(RECORDS TO PROCESS begins)
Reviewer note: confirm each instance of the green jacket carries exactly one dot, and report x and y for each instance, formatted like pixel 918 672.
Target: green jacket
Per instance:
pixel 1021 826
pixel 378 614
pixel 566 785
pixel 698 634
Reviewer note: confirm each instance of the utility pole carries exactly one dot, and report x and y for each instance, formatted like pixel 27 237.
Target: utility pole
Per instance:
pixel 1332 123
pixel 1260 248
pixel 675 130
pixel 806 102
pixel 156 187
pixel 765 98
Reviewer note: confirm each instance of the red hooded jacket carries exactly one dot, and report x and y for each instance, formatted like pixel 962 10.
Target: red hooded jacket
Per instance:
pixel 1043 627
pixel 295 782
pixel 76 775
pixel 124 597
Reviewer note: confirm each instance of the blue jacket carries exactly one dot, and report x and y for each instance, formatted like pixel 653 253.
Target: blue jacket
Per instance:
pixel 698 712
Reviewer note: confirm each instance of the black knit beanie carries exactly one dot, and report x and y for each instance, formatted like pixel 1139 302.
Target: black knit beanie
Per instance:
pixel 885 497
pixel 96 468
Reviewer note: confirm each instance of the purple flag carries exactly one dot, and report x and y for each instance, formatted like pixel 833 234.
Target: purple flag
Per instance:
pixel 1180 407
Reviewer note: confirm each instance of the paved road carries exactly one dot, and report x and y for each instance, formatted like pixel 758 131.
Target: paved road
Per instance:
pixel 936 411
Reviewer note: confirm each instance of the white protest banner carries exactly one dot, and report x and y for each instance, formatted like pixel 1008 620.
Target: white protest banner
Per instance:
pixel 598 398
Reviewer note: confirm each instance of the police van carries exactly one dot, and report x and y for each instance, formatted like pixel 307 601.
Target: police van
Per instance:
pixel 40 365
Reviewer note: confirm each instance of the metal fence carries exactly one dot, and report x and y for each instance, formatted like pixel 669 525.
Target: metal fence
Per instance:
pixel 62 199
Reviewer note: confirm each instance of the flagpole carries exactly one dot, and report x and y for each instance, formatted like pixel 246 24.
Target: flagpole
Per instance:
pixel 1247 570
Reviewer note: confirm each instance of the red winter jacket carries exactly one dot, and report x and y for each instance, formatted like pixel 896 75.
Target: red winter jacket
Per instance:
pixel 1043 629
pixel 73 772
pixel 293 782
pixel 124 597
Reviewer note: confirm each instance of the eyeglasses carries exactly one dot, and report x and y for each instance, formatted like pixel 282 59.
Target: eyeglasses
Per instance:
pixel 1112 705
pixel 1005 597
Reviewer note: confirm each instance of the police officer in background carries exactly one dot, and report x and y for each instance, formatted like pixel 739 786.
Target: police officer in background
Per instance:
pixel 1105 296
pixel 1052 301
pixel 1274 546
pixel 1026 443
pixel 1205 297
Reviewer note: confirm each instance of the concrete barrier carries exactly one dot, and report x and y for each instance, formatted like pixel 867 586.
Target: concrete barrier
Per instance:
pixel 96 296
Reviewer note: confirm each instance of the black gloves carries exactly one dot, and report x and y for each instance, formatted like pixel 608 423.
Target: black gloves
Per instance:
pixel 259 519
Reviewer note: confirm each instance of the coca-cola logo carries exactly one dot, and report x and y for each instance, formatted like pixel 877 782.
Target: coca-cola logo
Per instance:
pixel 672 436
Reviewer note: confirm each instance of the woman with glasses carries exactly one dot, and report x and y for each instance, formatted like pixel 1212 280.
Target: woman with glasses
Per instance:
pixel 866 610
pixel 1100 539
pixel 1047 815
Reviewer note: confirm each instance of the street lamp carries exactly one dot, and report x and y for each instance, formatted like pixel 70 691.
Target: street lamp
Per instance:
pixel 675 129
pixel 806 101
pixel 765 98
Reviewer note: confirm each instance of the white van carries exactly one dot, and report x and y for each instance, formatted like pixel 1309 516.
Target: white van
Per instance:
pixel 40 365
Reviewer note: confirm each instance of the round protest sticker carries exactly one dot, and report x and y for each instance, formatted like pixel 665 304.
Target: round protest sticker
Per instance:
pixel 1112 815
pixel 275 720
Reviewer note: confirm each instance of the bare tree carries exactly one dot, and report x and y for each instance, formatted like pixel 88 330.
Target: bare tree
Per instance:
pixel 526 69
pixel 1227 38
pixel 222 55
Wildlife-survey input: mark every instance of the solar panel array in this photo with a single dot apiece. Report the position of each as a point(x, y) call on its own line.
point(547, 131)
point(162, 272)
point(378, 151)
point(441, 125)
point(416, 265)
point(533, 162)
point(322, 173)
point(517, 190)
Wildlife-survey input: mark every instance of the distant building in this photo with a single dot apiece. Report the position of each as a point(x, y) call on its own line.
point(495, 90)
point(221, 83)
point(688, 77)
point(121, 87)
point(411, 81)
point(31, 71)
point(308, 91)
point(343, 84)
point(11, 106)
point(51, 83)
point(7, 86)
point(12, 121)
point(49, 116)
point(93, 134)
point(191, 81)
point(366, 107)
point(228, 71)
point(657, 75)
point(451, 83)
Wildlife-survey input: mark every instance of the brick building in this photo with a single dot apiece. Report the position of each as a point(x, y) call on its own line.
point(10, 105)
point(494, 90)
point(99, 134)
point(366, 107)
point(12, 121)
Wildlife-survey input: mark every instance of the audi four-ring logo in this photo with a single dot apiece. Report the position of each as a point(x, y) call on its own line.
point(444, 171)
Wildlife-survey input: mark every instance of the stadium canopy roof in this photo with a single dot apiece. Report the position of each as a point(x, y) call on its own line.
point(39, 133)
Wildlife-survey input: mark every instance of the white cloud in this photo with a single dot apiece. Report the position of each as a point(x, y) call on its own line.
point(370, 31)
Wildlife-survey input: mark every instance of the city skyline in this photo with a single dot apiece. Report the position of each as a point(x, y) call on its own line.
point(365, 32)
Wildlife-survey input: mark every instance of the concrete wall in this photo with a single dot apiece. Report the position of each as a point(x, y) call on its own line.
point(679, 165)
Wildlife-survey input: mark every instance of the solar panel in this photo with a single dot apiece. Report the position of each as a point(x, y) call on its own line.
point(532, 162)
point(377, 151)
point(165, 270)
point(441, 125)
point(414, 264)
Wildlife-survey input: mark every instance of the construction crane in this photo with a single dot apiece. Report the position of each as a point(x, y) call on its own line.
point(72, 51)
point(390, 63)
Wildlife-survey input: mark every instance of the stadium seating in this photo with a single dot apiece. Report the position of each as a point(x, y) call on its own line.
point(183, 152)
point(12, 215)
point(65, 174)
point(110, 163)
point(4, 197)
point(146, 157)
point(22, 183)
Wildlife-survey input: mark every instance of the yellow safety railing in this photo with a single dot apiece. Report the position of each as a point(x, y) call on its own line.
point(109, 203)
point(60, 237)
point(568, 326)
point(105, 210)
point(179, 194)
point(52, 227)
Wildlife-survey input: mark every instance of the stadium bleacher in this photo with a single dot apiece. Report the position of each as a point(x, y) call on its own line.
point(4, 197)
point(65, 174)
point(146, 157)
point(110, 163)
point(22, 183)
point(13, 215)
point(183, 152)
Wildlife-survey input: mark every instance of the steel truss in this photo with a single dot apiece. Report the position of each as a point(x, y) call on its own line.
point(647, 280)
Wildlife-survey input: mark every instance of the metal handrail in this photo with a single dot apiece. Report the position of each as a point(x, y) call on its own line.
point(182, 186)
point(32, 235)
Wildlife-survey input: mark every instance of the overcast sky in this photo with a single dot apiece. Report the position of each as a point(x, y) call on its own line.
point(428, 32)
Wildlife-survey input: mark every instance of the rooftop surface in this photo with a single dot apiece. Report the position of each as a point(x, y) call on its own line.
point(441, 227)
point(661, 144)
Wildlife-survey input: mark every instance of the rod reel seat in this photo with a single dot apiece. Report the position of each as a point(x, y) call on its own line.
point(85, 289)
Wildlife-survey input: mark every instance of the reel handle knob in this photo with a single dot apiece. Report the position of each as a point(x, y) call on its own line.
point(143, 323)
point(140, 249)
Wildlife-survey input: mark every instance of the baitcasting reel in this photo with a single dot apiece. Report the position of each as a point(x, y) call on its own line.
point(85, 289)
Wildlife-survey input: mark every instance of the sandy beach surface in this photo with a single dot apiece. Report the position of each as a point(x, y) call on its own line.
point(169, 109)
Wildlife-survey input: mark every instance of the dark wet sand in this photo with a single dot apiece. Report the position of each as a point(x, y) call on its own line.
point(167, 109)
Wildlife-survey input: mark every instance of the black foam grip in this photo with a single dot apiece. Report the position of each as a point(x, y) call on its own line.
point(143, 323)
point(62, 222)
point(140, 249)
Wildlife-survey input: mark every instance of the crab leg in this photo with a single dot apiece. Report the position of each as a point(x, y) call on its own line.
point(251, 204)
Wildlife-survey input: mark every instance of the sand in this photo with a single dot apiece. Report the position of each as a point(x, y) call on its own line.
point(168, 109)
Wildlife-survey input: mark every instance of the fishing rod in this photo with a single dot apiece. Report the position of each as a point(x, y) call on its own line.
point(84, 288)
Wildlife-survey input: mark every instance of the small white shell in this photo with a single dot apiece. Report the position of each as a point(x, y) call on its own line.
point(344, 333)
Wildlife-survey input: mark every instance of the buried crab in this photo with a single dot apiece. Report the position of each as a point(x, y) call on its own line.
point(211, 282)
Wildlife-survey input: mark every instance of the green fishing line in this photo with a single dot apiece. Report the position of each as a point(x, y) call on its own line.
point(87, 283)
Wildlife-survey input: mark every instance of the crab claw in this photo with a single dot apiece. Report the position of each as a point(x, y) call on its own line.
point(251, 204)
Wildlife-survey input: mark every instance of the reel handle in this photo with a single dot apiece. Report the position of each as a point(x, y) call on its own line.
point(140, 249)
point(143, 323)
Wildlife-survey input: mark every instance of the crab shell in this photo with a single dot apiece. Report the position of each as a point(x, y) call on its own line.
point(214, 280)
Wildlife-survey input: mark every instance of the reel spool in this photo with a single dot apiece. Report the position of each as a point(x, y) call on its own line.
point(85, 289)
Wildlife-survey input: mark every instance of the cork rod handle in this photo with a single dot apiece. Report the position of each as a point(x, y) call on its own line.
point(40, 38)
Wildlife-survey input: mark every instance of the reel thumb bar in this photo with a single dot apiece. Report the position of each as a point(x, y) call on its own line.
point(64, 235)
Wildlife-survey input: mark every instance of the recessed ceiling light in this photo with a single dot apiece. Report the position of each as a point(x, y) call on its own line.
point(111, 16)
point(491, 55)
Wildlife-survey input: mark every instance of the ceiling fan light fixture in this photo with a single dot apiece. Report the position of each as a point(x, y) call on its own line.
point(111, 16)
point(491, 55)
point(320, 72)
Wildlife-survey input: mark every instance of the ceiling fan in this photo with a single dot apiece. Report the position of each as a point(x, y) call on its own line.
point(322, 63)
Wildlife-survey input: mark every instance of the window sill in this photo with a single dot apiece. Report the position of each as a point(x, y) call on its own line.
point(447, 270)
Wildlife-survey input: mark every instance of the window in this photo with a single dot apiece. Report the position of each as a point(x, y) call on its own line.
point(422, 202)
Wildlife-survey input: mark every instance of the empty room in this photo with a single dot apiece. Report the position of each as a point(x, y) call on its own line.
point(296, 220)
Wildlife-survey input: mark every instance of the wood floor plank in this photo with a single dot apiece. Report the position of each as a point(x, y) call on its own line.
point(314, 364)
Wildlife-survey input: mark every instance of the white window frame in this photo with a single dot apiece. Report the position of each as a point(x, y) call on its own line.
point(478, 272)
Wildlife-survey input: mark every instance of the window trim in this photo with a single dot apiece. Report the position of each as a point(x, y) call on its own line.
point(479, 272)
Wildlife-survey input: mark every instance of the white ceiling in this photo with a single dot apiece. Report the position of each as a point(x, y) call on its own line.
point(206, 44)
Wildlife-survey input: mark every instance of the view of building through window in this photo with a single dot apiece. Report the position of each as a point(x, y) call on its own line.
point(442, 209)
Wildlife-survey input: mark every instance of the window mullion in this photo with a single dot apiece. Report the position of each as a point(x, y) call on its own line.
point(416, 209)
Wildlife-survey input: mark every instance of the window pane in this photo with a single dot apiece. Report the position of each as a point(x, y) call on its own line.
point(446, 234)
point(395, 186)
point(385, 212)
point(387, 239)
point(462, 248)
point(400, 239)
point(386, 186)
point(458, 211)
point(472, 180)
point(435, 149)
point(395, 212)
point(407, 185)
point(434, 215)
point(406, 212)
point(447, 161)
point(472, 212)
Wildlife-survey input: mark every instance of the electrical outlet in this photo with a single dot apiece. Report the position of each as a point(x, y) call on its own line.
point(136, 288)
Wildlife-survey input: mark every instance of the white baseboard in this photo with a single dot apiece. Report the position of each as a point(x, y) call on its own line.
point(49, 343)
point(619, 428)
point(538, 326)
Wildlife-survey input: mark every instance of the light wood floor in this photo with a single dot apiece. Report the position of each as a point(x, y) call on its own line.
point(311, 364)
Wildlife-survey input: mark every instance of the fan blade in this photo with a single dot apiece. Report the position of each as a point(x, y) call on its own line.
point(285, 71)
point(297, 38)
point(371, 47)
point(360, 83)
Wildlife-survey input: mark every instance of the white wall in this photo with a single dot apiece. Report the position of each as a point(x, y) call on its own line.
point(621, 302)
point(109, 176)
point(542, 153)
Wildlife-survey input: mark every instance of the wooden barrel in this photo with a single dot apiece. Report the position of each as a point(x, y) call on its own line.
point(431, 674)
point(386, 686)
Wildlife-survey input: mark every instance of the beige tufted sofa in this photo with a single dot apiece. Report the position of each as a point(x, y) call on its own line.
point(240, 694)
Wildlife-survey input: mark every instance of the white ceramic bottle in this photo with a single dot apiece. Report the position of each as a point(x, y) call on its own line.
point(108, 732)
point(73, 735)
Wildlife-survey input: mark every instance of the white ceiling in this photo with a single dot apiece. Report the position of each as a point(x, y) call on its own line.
(RECORDS TO PROCESS ends)
* _PROBLEM DETAILS_: Among the entries above, which lines include "coca"? List them all.

* _PROBLEM SOLUTION_:
Reviewer note: confirm each instance of the coca-cola logo carries exactly one dot, and report x and y for each instance, formatted like pixel 877 782.
Target: coca-cola logo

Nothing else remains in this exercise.